**Available data**
---------------

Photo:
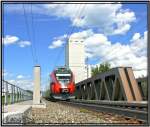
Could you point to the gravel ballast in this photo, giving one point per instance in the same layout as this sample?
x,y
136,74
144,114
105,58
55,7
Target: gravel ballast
x,y
56,112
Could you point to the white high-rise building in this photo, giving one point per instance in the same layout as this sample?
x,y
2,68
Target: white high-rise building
x,y
75,58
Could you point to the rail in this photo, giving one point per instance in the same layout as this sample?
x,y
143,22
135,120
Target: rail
x,y
12,93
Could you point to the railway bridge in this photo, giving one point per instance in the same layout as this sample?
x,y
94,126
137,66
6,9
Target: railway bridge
x,y
116,87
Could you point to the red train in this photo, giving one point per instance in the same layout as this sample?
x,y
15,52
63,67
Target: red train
x,y
62,85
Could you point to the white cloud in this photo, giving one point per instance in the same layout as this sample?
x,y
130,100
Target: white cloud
x,y
107,18
58,42
24,43
25,84
135,37
132,54
9,39
20,76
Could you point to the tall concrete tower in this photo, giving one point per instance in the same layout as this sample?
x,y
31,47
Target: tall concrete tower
x,y
75,58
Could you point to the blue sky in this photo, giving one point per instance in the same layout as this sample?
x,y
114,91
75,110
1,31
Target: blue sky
x,y
114,27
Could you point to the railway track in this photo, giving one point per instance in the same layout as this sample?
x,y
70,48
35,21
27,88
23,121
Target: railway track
x,y
136,110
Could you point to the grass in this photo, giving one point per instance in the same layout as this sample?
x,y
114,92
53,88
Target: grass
x,y
9,100
84,110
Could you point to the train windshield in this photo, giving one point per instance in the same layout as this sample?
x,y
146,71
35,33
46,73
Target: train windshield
x,y
63,78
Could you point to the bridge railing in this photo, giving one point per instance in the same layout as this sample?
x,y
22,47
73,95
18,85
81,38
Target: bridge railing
x,y
114,85
143,85
12,93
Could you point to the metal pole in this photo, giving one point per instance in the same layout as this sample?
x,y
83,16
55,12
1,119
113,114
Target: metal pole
x,y
17,94
6,93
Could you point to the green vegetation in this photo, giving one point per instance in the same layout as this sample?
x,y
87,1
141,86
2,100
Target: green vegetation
x,y
3,99
101,68
83,110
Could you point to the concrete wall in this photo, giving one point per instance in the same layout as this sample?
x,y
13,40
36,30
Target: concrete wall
x,y
75,58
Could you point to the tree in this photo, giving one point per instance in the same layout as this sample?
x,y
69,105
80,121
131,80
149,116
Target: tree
x,y
103,67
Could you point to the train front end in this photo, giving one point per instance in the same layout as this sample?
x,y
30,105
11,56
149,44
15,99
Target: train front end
x,y
62,84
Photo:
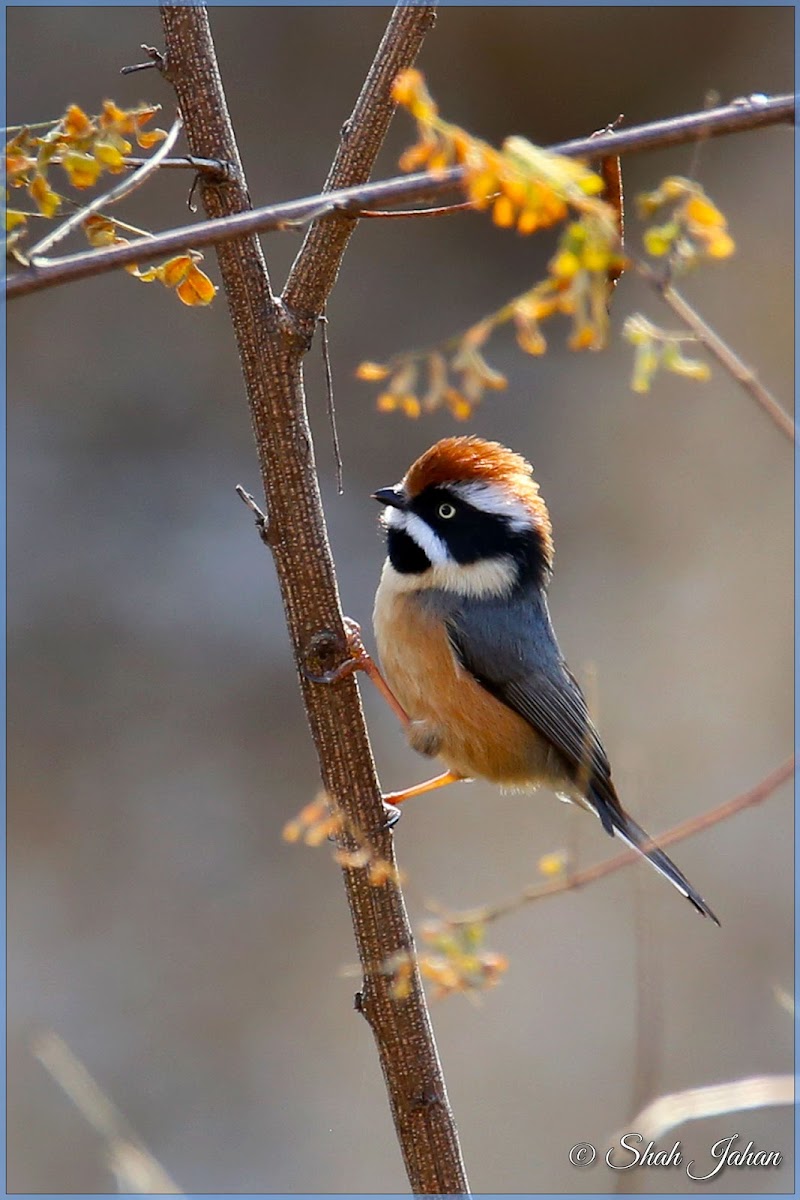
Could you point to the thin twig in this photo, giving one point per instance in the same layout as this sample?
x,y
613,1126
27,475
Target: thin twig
x,y
716,1099
733,118
331,406
190,161
136,1169
262,520
444,210
155,59
102,202
727,358
591,874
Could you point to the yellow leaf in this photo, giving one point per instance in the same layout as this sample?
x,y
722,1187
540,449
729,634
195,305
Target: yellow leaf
x,y
176,269
503,213
115,118
701,210
76,124
110,155
371,371
197,288
100,231
149,139
82,168
721,245
553,864
410,406
660,239
46,199
565,265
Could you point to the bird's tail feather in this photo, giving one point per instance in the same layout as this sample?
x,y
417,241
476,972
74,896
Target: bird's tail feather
x,y
635,835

---------------

**Your assignment**
Copy out every line of the data exactly, leaving the images behind.

**Answer to the problem**
Photo:
Could you point to the gravel ballast in this photo, giving one point per instance in the same layout as this sample?
x,y
136,74
144,114
105,58
55,7
Target: gravel ballast
x,y
56,112
Could you point to the white high-rise building in this photo, giving one point per instance in the same layout as this sample?
x,y
2,68
Target: white high-rise building
x,y
75,58
Could you point to the rail in this photo, giving one point per instance in the same layout as this sample?
x,y
143,22
135,120
Target: rail
x,y
12,93
Could you point to the railway bridge in this photo, giving one point per instance in the same layout as this sample?
x,y
94,126
137,66
6,9
Target: railway bridge
x,y
116,87
Could you point to the red train in this photo, giving one point per instance in the same layout as this sample?
x,y
15,52
63,67
Target: red train
x,y
62,85
Could you point to the white cloud in this photo, giving one point per instance in the same layout as this sample?
x,y
130,100
Target: white cloud
x,y
107,18
58,42
24,43
25,84
135,37
132,54
9,39
20,76
Could you point to the tall concrete tower in this photo, giving one point per instance in the same layout as this sample?
x,y
31,47
Target: tall concrete tower
x,y
75,58
Could you point to the blue sky in this photo, giving one point per instance in the same layout as this sample?
x,y
114,91
75,110
1,31
Target: blue sky
x,y
114,27
Could you point to the railway track in this photo, giving one point per instance in the same layout as this sample?
x,y
70,48
35,21
27,88
23,121
Target: railway track
x,y
136,110
Could you point to the grass in this photo, giving one point per instance in the same layout as this sample?
x,y
114,92
53,88
Target: grass
x,y
9,100
84,110
Could you point to the train windshield in this photo, giving one point per instance in the same layout as this sample?
x,y
146,71
35,33
46,73
Target: train windshield
x,y
63,78
Could you point to the bridge railing in this photo, giving one point per instance in the same layout as this sample?
x,y
22,47
73,95
18,85
81,38
Target: bridge railing
x,y
114,85
143,85
12,93
Could you point to the metal pole in this photo, giving one point per instance in the same layout as this sample?
x,y
83,16
55,12
1,119
113,114
Target: metal pole
x,y
17,94
6,93
Could you point to the green vegetation in this photo, giving one point per instance in the same layout as this sample?
x,y
87,1
141,86
2,100
Target: green vegetation
x,y
3,99
101,68
83,110
Could you point to the concrete wall in this photo, giving one point per instance in the same layout as this sample?
x,y
13,40
36,30
Target: concrete wall
x,y
75,58
Could you point to the tree in this photo, giving one point per instance in the same layout as this sample?
x,y
69,105
80,121
131,80
149,116
Target: tree
x,y
103,67
Could you point to the train front end in this photo, giving one point per instance in the same layout as this sample?
x,y
30,105
11,56
149,44
15,99
Target: train front end
x,y
62,84
Photo:
Could you point to the thin twig in this photo, giving one point per instance in the same layout as this sample?
x,y
613,1126
27,475
Target: thin twig
x,y
716,1099
733,118
331,406
190,161
136,1169
262,520
444,210
155,59
102,202
727,358
591,874
Could you point to the yellow leaf in this photo, giving one point per instance in the same layout as this sample?
x,y
722,1187
540,449
729,634
195,305
Target: yellow leaf
x,y
176,269
503,213
115,118
701,210
76,124
110,155
371,371
197,288
100,231
149,139
82,168
721,245
553,864
410,406
660,239
46,199
565,265
Could you point to the bird's tail feather in this photo, giving one point per instance in the same layout as this sample?
x,y
417,241
476,972
74,896
Target: bird's tail feather
x,y
635,835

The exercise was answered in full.